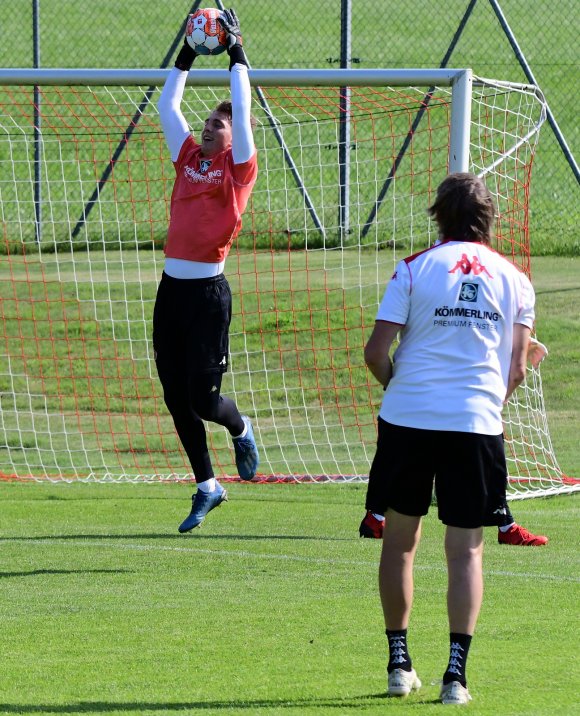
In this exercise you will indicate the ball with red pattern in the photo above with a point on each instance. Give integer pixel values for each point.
(203, 32)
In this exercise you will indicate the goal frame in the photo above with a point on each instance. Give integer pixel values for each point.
(460, 81)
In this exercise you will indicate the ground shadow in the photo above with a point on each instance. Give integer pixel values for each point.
(42, 572)
(139, 707)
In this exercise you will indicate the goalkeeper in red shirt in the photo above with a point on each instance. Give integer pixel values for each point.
(193, 308)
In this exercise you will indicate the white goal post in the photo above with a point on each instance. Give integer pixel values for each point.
(85, 181)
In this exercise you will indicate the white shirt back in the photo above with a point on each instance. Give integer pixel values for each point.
(458, 302)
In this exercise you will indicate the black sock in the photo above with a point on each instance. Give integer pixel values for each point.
(398, 654)
(458, 650)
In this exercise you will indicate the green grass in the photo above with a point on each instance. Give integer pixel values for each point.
(271, 608)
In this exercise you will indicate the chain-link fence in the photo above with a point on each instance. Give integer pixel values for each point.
(457, 33)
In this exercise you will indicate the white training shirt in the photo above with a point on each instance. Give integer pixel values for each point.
(458, 302)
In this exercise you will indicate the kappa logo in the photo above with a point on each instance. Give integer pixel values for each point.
(469, 292)
(466, 266)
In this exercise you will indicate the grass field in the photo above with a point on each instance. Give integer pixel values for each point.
(270, 608)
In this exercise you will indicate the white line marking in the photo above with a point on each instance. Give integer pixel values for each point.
(283, 557)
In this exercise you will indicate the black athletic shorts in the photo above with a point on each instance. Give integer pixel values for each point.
(468, 469)
(191, 322)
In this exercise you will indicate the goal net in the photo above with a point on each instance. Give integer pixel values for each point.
(347, 170)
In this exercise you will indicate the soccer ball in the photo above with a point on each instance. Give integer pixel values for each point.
(203, 32)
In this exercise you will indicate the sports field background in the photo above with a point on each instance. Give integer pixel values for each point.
(272, 607)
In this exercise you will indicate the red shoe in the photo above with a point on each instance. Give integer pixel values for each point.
(371, 527)
(519, 535)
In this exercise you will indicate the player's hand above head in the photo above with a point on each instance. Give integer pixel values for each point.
(536, 352)
(231, 25)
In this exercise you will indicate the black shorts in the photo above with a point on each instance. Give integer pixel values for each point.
(468, 469)
(191, 322)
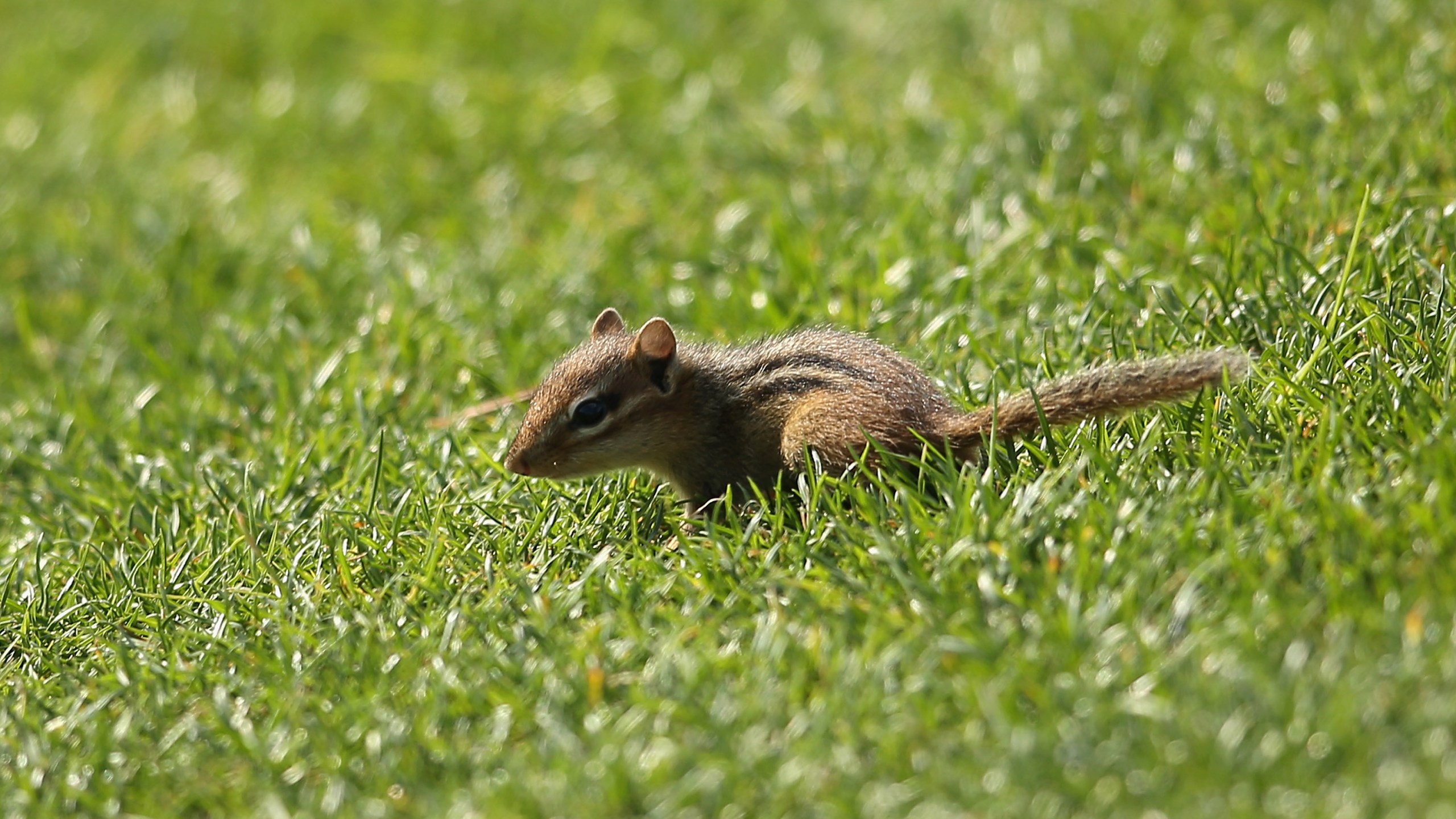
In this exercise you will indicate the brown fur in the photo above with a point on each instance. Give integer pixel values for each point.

### What this task involves
Can you echo word for word the lines between the one holding "In this exercise you will indicate the black athletic" and the end of the items, inclusive, leaving out the pictures?

### Exercise response
In this exercise you will indicate the black athletic shorts in the photo above with a point on each instance. Give integer pixel values for each point.
(468, 469)
(191, 322)
In this exercise you will indicate the goal net in the photo above with a point on each instance. Give integer pixel values for each point.
(347, 170)
In this exercise you will indicate the soccer ball in the photo above with a point on each instance. Give integer pixel values for each point.
(203, 32)
In this exercise you will indicate the sports field background in the photo above with a point on each instance. Give integer pixel values for each point.
(272, 607)
In this exercise you will indicate the red shoe in the photo above with a point on each instance. Give integer pixel values for each point.
(371, 527)
(519, 535)
In this exercise you will indicate the player's hand above head in the photo above with a point on each instance. Give integer pixel values for each point.
(536, 352)
(231, 25)
In this exercise you will indicate the black shorts in the photo above with a point on each instance. Give integer pixel values for each point.
(468, 469)
(191, 322)
In this exercise you will indicate the brown fur in the photo above with a point on each instance. Give integer pixel values for each point.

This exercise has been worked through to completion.